- **RECORDS FOR THE EXERCISE**:
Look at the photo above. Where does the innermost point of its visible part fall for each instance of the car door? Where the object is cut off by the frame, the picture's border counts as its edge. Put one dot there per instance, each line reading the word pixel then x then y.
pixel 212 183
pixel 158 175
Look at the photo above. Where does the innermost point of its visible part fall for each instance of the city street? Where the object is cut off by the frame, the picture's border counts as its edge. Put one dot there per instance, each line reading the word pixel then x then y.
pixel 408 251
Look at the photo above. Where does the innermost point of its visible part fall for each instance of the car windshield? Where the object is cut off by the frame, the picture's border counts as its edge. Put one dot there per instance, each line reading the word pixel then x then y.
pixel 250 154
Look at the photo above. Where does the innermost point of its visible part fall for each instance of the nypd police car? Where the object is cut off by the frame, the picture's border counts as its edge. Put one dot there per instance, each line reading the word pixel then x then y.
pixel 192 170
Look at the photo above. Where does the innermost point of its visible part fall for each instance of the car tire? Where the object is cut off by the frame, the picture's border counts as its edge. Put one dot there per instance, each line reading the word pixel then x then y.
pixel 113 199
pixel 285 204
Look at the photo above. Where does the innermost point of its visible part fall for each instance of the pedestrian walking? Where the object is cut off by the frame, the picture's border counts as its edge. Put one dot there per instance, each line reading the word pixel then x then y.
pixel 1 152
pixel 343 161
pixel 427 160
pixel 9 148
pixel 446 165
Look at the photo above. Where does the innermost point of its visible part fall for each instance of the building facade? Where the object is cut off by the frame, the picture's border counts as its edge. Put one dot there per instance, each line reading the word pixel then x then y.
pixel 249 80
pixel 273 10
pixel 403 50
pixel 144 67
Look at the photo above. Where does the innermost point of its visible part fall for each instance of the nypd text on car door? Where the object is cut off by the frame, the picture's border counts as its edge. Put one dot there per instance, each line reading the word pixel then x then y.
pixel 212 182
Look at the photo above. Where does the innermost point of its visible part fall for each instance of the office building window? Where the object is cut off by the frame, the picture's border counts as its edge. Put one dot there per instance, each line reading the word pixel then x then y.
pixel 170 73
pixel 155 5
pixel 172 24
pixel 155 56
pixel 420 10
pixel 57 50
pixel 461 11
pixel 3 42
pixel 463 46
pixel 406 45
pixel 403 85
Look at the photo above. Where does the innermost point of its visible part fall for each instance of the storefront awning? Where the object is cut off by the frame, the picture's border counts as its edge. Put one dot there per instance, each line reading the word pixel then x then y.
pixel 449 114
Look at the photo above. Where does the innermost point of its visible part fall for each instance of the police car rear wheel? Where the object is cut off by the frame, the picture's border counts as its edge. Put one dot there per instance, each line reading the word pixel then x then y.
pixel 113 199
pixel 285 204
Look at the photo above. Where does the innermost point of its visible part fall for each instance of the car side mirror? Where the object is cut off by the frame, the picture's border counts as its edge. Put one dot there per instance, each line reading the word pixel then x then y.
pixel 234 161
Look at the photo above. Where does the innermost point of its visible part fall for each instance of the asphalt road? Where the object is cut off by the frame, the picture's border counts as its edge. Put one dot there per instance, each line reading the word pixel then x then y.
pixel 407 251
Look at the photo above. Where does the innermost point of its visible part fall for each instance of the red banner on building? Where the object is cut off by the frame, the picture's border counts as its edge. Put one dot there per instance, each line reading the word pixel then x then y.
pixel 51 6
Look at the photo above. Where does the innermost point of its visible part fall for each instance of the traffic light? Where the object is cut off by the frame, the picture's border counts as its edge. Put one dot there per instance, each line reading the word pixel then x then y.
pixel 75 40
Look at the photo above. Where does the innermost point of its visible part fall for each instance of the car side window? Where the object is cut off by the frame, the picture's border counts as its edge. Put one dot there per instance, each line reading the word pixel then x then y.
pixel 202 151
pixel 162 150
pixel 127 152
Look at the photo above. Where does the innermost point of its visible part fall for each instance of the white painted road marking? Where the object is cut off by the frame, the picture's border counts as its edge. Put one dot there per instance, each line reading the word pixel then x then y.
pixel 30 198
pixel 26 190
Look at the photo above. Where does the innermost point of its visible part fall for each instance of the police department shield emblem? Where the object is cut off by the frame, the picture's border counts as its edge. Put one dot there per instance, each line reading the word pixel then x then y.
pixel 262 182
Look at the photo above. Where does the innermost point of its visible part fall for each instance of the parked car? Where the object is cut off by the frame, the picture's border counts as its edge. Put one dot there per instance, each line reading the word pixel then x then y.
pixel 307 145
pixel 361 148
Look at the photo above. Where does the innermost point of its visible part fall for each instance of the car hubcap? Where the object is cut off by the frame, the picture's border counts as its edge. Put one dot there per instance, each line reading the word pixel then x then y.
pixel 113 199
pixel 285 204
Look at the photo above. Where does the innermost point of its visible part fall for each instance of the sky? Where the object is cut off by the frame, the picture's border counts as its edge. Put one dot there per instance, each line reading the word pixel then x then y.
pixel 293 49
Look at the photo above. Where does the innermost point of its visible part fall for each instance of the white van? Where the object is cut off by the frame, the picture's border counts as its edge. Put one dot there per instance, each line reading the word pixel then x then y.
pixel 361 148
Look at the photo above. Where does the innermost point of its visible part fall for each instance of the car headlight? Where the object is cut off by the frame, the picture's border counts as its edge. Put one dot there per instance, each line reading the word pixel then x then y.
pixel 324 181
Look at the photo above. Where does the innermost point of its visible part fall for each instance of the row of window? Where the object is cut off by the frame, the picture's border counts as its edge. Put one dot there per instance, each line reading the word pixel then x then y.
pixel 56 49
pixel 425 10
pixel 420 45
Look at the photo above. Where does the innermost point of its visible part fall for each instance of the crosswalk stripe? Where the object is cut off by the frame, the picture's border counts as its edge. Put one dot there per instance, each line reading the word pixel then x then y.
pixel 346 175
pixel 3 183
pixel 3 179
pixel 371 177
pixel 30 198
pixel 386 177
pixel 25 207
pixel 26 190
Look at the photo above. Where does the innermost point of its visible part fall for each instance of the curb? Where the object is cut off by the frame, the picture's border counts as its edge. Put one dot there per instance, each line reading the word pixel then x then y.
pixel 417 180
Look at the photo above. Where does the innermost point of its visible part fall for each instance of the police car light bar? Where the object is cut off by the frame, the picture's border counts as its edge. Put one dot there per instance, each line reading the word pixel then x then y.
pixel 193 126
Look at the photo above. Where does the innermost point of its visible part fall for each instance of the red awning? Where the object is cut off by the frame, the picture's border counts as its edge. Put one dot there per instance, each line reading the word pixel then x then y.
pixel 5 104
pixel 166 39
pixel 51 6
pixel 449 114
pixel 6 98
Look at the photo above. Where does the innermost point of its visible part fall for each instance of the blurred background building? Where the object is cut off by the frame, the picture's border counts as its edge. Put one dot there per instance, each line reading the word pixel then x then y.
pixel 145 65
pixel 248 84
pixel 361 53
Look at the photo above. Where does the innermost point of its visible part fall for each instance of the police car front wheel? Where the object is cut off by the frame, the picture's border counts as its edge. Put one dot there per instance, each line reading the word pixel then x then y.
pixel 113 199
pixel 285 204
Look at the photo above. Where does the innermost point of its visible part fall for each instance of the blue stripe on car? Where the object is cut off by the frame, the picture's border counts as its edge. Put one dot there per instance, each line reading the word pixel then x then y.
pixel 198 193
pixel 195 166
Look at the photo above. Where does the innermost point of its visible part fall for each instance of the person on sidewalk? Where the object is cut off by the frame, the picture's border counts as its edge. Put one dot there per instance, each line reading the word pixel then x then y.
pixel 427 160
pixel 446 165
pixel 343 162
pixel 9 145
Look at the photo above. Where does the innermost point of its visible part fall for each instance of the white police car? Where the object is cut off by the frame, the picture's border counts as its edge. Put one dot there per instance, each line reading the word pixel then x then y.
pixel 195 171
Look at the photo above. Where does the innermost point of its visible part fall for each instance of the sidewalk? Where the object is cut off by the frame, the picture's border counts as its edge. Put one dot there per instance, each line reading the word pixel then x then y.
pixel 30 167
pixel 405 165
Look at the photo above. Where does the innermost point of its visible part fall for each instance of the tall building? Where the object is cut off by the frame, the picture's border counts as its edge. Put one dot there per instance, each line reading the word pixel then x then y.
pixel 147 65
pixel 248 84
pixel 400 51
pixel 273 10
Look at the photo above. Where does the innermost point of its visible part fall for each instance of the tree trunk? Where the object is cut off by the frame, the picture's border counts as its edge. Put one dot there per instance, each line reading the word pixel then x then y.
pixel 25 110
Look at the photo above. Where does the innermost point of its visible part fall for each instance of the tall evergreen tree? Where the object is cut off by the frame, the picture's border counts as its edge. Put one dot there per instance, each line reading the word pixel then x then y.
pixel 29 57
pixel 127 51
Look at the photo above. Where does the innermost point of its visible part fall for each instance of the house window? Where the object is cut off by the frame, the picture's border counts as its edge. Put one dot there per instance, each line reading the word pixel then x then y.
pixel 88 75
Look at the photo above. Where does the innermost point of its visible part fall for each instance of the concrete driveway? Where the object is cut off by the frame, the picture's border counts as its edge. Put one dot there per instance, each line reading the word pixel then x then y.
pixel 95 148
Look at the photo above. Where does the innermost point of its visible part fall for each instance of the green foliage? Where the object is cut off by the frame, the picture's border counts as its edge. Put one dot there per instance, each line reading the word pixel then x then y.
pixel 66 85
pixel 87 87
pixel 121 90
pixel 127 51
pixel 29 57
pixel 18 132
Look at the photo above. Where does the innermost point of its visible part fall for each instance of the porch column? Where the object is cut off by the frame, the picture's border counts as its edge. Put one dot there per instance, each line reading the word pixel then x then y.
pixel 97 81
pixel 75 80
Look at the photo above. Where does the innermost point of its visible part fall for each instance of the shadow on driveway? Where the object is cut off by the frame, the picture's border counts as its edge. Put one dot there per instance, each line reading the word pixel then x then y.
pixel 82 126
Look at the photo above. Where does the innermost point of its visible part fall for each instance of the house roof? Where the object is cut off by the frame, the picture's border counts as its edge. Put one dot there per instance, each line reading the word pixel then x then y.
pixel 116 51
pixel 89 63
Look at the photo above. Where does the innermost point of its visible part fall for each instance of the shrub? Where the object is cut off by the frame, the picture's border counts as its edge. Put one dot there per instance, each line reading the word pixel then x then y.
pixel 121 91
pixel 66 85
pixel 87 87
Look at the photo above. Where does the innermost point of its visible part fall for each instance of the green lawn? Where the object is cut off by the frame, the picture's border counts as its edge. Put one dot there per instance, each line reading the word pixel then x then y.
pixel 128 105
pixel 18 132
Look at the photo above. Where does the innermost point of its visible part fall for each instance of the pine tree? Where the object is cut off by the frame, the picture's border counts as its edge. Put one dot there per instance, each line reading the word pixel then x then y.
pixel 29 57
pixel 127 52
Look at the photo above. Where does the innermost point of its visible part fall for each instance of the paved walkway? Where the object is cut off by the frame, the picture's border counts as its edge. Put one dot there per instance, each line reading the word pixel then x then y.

- **WORK TASK**:
The answer should consist only of the lines from the line containing "of the pine" through the final line of the listing above, reproduced exactly.

- **SOLUTION FOR THIS TASK**:
Look at the photo above. Where does the innermost point of its visible part fall for each instance of the pine tree? Where the object is cut off by the frame, the picture's border counts as its edge. Put one dot there per instance, each line reading the word pixel then x then y.
pixel 29 57
pixel 127 52
Look at the photo above. Where does the innermost point of its visible part fall for each instance of the paved walkway? Where the object is cut off by the frame, the picture's border counts as its edge. Put one dot there per instance, each line reading the word pixel then x then y.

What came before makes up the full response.